> **Point annotation data**:
===============

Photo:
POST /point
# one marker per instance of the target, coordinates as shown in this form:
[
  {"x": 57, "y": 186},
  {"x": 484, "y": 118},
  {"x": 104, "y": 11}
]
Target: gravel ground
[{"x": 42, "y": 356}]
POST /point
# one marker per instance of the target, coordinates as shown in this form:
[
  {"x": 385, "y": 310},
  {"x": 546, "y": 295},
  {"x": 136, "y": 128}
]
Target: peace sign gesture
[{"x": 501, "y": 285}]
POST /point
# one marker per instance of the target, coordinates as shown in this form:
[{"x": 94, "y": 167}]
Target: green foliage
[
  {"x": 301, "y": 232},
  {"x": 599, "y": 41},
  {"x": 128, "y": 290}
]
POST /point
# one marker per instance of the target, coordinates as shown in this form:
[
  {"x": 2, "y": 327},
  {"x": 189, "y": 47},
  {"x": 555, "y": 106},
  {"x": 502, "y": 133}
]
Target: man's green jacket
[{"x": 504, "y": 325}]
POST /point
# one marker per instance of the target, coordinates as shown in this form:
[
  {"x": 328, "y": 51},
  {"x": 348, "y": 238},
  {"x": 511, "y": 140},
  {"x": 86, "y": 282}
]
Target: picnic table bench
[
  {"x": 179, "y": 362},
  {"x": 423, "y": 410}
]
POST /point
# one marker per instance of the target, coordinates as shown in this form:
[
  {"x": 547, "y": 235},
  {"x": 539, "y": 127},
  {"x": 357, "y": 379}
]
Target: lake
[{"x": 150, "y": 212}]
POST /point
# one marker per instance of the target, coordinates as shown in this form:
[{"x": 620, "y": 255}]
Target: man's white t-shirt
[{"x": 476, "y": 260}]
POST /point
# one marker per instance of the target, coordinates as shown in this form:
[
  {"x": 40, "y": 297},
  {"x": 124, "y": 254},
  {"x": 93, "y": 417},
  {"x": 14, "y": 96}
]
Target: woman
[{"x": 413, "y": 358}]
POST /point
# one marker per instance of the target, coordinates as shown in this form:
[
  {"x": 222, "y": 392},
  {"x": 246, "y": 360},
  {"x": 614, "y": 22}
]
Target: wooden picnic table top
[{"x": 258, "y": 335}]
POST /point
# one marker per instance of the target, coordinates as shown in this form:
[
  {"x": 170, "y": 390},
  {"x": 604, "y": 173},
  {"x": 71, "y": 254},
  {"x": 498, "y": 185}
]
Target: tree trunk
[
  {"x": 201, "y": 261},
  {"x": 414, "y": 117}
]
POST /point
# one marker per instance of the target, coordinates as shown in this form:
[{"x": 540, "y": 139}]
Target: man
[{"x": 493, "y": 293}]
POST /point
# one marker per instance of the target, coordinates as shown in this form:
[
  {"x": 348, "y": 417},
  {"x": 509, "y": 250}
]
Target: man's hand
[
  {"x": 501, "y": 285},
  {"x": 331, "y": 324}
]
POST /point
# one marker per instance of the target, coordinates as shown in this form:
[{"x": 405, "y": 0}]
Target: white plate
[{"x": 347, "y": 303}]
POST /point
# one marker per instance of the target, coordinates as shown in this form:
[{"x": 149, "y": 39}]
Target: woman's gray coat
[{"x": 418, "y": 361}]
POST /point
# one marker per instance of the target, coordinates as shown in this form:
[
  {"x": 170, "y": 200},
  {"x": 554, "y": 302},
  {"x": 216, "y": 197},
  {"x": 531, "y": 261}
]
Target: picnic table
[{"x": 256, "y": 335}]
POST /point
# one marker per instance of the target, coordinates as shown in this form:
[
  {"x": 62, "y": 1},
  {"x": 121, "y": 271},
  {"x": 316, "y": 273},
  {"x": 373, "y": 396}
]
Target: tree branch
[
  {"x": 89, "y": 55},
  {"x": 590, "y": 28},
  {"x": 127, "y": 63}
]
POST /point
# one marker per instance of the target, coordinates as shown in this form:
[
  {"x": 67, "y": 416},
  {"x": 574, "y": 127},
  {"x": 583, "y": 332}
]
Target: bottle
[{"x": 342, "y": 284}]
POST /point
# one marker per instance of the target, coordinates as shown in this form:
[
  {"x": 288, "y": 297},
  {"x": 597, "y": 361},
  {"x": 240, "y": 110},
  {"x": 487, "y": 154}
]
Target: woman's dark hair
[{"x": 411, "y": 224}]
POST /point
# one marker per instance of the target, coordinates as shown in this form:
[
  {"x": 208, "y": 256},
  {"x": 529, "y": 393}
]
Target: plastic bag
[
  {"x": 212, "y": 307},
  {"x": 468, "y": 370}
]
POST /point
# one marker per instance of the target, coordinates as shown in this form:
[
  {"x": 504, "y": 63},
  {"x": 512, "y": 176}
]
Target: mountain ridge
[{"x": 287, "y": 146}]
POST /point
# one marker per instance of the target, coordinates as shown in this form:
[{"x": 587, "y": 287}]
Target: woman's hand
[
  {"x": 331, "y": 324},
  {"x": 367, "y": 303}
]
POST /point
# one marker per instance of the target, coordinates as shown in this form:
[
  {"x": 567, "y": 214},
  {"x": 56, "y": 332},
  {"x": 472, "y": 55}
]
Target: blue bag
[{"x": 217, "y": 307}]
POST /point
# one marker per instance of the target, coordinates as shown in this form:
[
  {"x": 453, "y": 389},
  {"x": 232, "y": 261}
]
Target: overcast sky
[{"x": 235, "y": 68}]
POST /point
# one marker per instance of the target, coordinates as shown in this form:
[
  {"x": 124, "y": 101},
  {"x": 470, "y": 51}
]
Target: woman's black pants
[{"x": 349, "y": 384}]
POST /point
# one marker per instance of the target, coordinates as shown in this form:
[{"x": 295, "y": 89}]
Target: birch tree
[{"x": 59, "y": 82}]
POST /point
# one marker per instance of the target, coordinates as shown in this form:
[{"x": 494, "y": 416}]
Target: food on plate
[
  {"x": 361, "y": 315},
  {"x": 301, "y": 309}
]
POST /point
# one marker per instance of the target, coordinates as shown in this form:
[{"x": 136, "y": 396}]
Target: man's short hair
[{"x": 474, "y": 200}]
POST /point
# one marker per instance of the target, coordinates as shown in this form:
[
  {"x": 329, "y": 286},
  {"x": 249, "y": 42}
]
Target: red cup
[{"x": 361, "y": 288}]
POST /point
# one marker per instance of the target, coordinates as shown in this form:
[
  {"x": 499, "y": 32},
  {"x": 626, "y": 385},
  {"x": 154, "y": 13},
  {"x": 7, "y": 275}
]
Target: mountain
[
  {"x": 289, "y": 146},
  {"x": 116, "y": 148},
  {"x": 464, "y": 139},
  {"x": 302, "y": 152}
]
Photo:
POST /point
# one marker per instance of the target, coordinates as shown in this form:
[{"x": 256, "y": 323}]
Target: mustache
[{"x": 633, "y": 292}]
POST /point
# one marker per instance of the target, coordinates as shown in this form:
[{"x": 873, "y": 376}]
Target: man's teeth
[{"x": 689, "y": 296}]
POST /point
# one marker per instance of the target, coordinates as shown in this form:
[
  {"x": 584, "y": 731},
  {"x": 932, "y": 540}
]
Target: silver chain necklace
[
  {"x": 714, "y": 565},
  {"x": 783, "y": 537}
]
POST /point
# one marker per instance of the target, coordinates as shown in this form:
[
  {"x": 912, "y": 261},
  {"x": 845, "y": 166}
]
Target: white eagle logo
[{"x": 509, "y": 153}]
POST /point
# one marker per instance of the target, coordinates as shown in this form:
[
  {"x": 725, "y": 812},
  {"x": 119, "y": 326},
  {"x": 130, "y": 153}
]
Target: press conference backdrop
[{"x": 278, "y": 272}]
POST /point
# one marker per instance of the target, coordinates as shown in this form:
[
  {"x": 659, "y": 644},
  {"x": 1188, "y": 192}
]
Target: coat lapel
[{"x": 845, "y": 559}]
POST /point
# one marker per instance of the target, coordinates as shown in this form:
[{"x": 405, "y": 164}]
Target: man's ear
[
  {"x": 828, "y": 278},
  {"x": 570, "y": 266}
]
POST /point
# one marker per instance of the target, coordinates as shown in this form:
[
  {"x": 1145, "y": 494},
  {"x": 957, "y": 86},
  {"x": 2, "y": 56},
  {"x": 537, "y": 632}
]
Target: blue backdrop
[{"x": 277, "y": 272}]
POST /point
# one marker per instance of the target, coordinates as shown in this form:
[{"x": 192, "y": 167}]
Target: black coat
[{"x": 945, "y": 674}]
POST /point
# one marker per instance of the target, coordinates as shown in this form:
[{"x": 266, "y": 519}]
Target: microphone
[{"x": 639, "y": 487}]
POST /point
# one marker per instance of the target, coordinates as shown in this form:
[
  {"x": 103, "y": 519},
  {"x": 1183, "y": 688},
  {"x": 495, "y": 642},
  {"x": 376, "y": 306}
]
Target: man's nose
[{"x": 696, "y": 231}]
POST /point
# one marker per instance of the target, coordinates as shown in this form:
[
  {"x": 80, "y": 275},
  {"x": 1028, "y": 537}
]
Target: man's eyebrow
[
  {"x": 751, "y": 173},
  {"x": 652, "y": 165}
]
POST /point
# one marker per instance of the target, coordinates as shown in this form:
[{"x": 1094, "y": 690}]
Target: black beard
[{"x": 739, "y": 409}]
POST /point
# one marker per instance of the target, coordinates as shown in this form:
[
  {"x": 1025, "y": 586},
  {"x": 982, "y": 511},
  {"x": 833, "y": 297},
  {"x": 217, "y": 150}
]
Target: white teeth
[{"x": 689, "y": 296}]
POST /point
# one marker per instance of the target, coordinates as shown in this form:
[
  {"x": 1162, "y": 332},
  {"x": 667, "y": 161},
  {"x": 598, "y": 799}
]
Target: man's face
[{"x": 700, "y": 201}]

===============

> **Direction**: Identify every line of the listing above that contains the word "black", and copy each such line in full.

> **Reply to the exercise**:
Target: woman's black pants
Target: black coat
Target: black beard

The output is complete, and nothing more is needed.